▶ What you have to do
Each line below needs to be printed again exactly.

(Saved entries)
========================================================================

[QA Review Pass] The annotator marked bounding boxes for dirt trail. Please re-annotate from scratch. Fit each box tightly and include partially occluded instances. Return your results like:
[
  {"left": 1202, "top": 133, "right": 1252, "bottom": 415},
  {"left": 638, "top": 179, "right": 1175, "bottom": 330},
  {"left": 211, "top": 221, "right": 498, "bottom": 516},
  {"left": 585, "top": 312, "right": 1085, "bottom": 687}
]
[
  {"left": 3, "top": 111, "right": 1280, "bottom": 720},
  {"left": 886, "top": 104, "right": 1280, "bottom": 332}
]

========================================================================

▶ Answer space
[QA Review Pass] The annotator marked bounding boxes for dirt trail. Please re-annotate from scratch. Fit each box tightly and include partially occluded instances. Return your results like:
[
  {"left": 1202, "top": 133, "right": 1252, "bottom": 415},
  {"left": 638, "top": 179, "right": 1175, "bottom": 330},
  {"left": 211, "top": 221, "right": 498, "bottom": 516},
  {"left": 585, "top": 312, "right": 1085, "bottom": 687}
]
[
  {"left": 3, "top": 111, "right": 1280, "bottom": 720},
  {"left": 886, "top": 104, "right": 1280, "bottom": 332}
]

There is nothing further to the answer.